PROBLEM DETAILS: Please recast everything from the row containing "det: khaki police uniform shirt | locate" down to the row containing "top-left (15, 211), bottom-right (65, 338)", both included, as a numbered list with blank lines left out.

[Bounding box annotation entries]
---*---

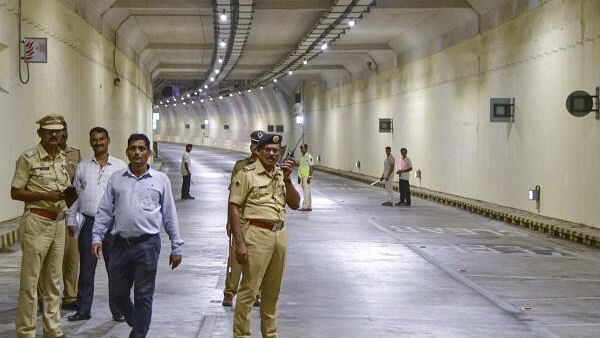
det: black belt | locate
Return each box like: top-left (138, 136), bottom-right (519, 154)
top-left (115, 234), bottom-right (158, 245)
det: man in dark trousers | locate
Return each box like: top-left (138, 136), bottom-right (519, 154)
top-left (92, 134), bottom-right (183, 338)
top-left (181, 144), bottom-right (194, 200)
top-left (67, 127), bottom-right (127, 322)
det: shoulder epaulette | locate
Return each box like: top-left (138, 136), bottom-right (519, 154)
top-left (23, 148), bottom-right (37, 157)
top-left (244, 163), bottom-right (256, 171)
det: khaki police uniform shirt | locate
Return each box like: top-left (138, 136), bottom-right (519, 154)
top-left (229, 161), bottom-right (286, 223)
top-left (227, 156), bottom-right (254, 191)
top-left (63, 145), bottom-right (81, 182)
top-left (11, 143), bottom-right (71, 213)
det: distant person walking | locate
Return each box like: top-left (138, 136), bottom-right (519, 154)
top-left (181, 144), bottom-right (194, 200)
top-left (298, 143), bottom-right (315, 211)
top-left (92, 134), bottom-right (183, 338)
top-left (396, 148), bottom-right (412, 207)
top-left (379, 146), bottom-right (396, 207)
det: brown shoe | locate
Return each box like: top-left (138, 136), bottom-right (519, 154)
top-left (221, 294), bottom-right (233, 306)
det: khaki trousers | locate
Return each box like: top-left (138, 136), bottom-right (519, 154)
top-left (63, 231), bottom-right (79, 304)
top-left (233, 225), bottom-right (287, 338)
top-left (301, 177), bottom-right (312, 209)
top-left (223, 238), bottom-right (242, 296)
top-left (15, 211), bottom-right (65, 338)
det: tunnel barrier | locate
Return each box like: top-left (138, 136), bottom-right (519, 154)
top-left (315, 166), bottom-right (600, 248)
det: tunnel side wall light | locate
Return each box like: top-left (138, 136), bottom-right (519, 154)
top-left (529, 185), bottom-right (541, 201)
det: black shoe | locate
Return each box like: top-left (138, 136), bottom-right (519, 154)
top-left (61, 302), bottom-right (77, 311)
top-left (67, 312), bottom-right (92, 322)
top-left (113, 313), bottom-right (125, 323)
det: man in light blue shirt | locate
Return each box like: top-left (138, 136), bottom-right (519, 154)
top-left (92, 134), bottom-right (183, 338)
top-left (67, 127), bottom-right (127, 322)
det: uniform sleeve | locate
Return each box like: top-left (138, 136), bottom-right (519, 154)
top-left (11, 155), bottom-right (31, 189)
top-left (227, 160), bottom-right (243, 191)
top-left (229, 170), bottom-right (250, 205)
top-left (67, 163), bottom-right (83, 226)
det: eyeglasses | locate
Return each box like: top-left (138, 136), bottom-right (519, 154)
top-left (261, 148), bottom-right (280, 155)
top-left (40, 128), bottom-right (64, 135)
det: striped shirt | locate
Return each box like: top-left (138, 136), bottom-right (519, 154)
top-left (67, 155), bottom-right (127, 226)
top-left (92, 168), bottom-right (183, 255)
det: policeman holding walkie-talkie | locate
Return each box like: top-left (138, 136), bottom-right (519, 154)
top-left (229, 134), bottom-right (300, 338)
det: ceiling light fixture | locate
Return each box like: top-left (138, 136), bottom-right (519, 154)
top-left (219, 8), bottom-right (229, 22)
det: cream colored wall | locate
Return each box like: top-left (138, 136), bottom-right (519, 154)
top-left (154, 86), bottom-right (294, 156)
top-left (0, 0), bottom-right (152, 220)
top-left (305, 0), bottom-right (600, 227)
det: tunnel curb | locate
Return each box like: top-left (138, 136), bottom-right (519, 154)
top-left (315, 166), bottom-right (600, 248)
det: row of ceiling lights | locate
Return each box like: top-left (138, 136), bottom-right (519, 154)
top-left (155, 0), bottom-right (372, 108)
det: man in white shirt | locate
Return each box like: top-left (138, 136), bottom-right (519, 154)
top-left (396, 148), bottom-right (412, 207)
top-left (181, 144), bottom-right (194, 200)
top-left (379, 146), bottom-right (396, 207)
top-left (67, 127), bottom-right (127, 322)
top-left (298, 143), bottom-right (315, 211)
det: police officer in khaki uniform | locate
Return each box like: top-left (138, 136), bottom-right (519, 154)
top-left (229, 134), bottom-right (300, 338)
top-left (221, 130), bottom-right (264, 306)
top-left (58, 121), bottom-right (81, 310)
top-left (10, 115), bottom-right (77, 338)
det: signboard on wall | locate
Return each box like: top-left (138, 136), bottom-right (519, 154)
top-left (23, 38), bottom-right (48, 63)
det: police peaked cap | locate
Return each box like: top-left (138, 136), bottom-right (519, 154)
top-left (257, 134), bottom-right (282, 148)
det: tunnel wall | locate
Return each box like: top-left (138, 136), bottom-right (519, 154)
top-left (0, 0), bottom-right (152, 220)
top-left (154, 85), bottom-right (298, 157)
top-left (305, 0), bottom-right (600, 227)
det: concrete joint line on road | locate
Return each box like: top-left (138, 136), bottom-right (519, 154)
top-left (368, 220), bottom-right (559, 338)
top-left (316, 166), bottom-right (600, 248)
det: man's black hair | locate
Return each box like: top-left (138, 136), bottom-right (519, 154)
top-left (90, 127), bottom-right (110, 138)
top-left (127, 134), bottom-right (150, 149)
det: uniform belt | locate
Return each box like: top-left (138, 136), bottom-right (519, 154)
top-left (29, 208), bottom-right (58, 221)
top-left (248, 219), bottom-right (283, 231)
top-left (114, 234), bottom-right (158, 245)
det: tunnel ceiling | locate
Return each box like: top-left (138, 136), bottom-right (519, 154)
top-left (61, 0), bottom-right (542, 98)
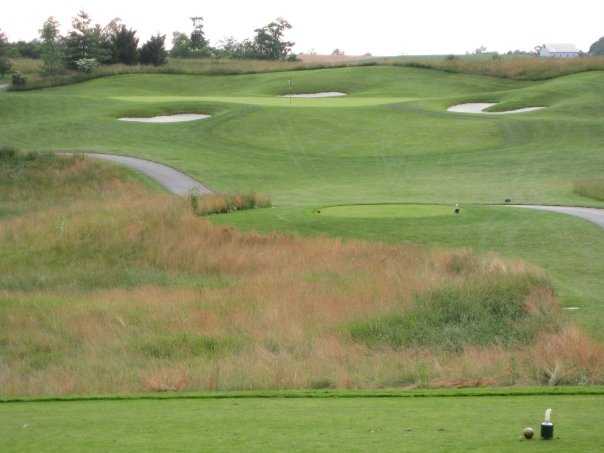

---*---

OUTPUT BELOW:
1. det: khaki police uniform shirt | locate
2. Return each box like: top-left (138, 136), bottom-right (519, 154)
3. top-left (229, 161), bottom-right (286, 223)
4. top-left (227, 156), bottom-right (254, 191)
5. top-left (63, 145), bottom-right (81, 182)
6. top-left (11, 143), bottom-right (71, 213)
7. det: distant person walking | locate
8. Return each box like: top-left (138, 136), bottom-right (519, 154)
9. top-left (181, 144), bottom-right (194, 200)
10. top-left (298, 143), bottom-right (315, 211)
11. top-left (92, 134), bottom-right (183, 338)
12. top-left (396, 148), bottom-right (412, 207)
13. top-left (379, 146), bottom-right (396, 207)
14. det: brown shoe | locate
15. Return each box like: top-left (138, 136), bottom-right (519, 154)
16. top-left (221, 294), bottom-right (233, 306)
17. det: khaki trousers | locate
18. Return each box like: top-left (138, 136), bottom-right (519, 154)
19. top-left (63, 231), bottom-right (79, 304)
20. top-left (233, 225), bottom-right (287, 338)
21. top-left (301, 177), bottom-right (312, 209)
22. top-left (223, 238), bottom-right (242, 296)
23. top-left (15, 211), bottom-right (65, 338)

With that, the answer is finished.